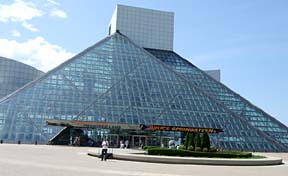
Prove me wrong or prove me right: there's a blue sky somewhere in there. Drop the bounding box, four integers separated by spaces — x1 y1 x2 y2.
0 0 287 125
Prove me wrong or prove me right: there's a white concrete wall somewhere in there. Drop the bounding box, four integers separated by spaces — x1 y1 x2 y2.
109 8 117 35
109 5 174 51
205 69 221 82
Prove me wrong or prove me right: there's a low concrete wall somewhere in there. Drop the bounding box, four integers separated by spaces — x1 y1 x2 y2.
88 152 283 166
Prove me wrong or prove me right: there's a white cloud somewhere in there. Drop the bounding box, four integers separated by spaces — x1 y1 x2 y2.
0 0 67 32
0 0 43 22
47 0 60 6
11 30 21 37
0 37 75 72
50 9 67 18
22 21 38 32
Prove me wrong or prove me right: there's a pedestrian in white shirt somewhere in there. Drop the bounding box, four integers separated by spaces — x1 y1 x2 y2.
101 138 109 161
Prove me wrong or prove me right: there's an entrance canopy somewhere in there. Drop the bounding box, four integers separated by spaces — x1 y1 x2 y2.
46 120 139 130
47 120 223 133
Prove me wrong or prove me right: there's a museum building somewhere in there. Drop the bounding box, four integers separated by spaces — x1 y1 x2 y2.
0 5 287 152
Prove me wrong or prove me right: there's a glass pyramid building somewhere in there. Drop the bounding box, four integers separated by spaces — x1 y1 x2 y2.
0 32 287 152
145 48 288 150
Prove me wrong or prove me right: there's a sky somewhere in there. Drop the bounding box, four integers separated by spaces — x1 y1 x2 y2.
0 0 287 125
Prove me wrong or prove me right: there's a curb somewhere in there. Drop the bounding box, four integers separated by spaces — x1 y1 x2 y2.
87 152 283 166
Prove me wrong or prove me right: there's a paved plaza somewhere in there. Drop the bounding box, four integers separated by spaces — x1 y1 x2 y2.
0 144 288 176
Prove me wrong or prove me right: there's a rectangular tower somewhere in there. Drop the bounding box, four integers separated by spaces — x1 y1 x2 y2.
109 4 174 51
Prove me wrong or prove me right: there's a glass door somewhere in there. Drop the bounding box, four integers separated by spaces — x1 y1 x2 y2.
118 135 132 148
108 134 118 148
132 135 146 148
161 137 174 148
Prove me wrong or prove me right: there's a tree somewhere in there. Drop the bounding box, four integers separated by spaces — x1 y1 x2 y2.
201 132 211 149
184 133 195 150
189 133 195 149
195 132 201 148
184 133 189 149
187 133 191 146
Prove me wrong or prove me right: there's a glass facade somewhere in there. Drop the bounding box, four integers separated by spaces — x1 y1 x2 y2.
0 57 44 99
0 33 287 152
146 48 288 150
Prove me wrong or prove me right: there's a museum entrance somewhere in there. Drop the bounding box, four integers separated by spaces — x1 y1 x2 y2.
160 136 175 148
116 135 146 148
107 134 118 148
132 135 146 148
47 120 223 148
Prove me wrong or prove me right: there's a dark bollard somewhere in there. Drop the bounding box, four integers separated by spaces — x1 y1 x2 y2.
18 140 21 144
35 141 37 145
0 139 3 144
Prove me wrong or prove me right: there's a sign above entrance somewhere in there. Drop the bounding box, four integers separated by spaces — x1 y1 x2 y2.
140 124 223 133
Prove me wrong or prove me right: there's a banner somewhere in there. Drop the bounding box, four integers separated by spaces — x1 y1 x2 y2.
140 124 223 133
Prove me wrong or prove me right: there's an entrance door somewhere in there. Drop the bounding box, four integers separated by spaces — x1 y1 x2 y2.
108 134 118 148
161 137 175 148
132 135 146 148
118 135 132 148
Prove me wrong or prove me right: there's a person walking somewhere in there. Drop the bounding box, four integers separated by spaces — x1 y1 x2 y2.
124 140 129 149
101 138 109 161
120 140 124 149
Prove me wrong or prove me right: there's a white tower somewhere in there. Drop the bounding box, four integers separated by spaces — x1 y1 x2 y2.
108 4 220 81
109 4 174 51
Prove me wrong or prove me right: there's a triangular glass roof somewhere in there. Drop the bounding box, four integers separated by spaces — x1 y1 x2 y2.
146 48 288 150
0 32 286 152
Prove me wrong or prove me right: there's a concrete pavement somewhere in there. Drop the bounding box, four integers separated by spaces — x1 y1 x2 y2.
0 144 287 176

········

▶ _About this task_
All records above must be copied exactly, though the pictures they hold are to be left out.

▶ _Reply_
Prove me wrong or prove me right: there's a blue sky somewhere in there. Drop the bounding box, four integers separated by spaces — x1 y1 x2 y2.
0 0 287 125
Prove me wrong or prove me right: there's a white concrete wall somewhere in there. Drop the bounding box, four integers separated by spaces — x1 y1 x2 y2.
109 8 117 35
109 5 174 51
205 69 221 82
Prove me wrong or prove me right: there's a low concrete wall somewhere in there. Drop the bounding box, four integers separated by spaces — x1 y1 x2 y2.
88 152 283 166
Prove me wrong or prove me right: there's a white cloud somewhere in there. Drop the bounding box, four integers separated by spaces — x1 y1 x2 y2.
0 0 67 32
0 0 43 22
47 0 60 6
11 30 21 37
0 37 75 72
50 9 67 18
22 21 38 32
Prove me wrong or prove me right: there's a pedestrian in white shirt somewhere in there. Drop the bounding box, four integers separated by spaces — x1 y1 x2 y2.
101 138 109 161
Prove me wrong or prove me right: there's an entrance canopy somewhere in there. Drop the bounding box, four integers separated by spaces — x1 y1 x2 y2.
46 120 139 130
47 120 223 133
Prove me wrong or prove me right: there's a museum building somewhere in there. Drop the bounding box, four integers separated by spaces — x1 y1 x2 y2.
0 5 287 152
Prove me wrong or prove me right: there's a glass pyramid building somewhere in there. Drop the bounding box, four integers separated by spaces — x1 y1 x2 y2.
0 32 287 152
145 48 288 150
Prove me wrong or prove me right: there's a sky somewhere in there. Drop the bounding box, four integers separated by spaces — x1 y1 x2 y2.
0 0 287 125
Prove me wrong or prove me right: there's a curb somewhere in there. Drop the bounding box, four integers separated by spaces — x1 y1 x2 y2.
87 152 283 166
Prove me wrong or prove me right: there's a paved plaza somewhere in there. Drop the bounding box, four integers separated by spaces — x1 y1 x2 y2.
0 144 288 176
Prove me wrong or prove me right: there's a rectangular tower somewhere in there. Drop the bounding box, four integers separated by spaces — x1 y1 x2 y2.
109 4 174 51
Prove me wrong or prove me right: there's a glass door somewhere in there. Drop the bounding box, four integers separated by spaces — x1 y1 x2 y2.
118 135 132 148
108 134 118 148
132 135 146 148
161 137 174 148
Prove me wrong or prove me right: there's a tree somewhere in there. Drop the bounding box, four integers separated by spaces — x1 y1 x2 y2.
201 132 211 149
184 133 195 150
189 133 195 149
195 132 201 148
184 133 189 149
187 133 191 146
Prove me wrong or prove me right: there's a glass facade somewhere in there. Drop the bounding box, four integers separated by spaces — x1 y1 x2 y2.
0 57 44 99
0 33 287 152
146 48 288 150
Prove me wrong or prove me right: there's a museum entrance somewhere in there. Drop the bounding box, four integers separated by spaces — x1 y1 x2 y2.
160 136 175 148
116 135 146 148
107 134 118 148
132 135 146 148
47 120 223 148
Prove me wrong or prove me right: there's a dark bollard somewhere in there. Drop the bounding box, four integers separated by spaces — x1 y1 x2 y2.
18 140 21 144
35 141 37 145
0 139 3 144
Prove me wrong or prove me right: there's a sign above entrance somewhere in there. Drop the bounding box, four integers separated by spaces — x1 y1 x2 y2.
140 124 223 133
Prove me wrong or prove me right: there's a banner somewhere in there. Drop the bounding box, four integers separated by spaces — x1 y1 x2 y2.
140 124 223 133
Prove me wrong or prove me right: there's an entrance door somewhere in there. Drop the bounding box, four integers separated by spaces — x1 y1 x2 y2.
108 134 118 148
161 137 175 148
132 135 146 148
118 135 132 148
Prove me wrong or prove me right: there's a person walking somewhere in there. Drop the bounding box, four integers separated by spaces — x1 y1 x2 y2.
124 140 129 149
101 138 109 161
120 140 124 149
Prove me wrong or prove me right: there's a white tower somewhere in there. Drop the bounding box, four integers separated by spaces — x1 y1 x2 y2.
108 4 220 81
109 4 174 51
Prove me wrong or prove me right: there's a triangular glass roof somewhere in there. Drop the bounding box, four integers separated by spaces — x1 y1 x2 y2.
146 48 288 150
0 32 286 152
Prove me wrong or prove me right: there's a concrete pavement somewhere in there. Drop the bounding box, four integers separated by spaces — x1 y1 x2 y2.
0 144 287 176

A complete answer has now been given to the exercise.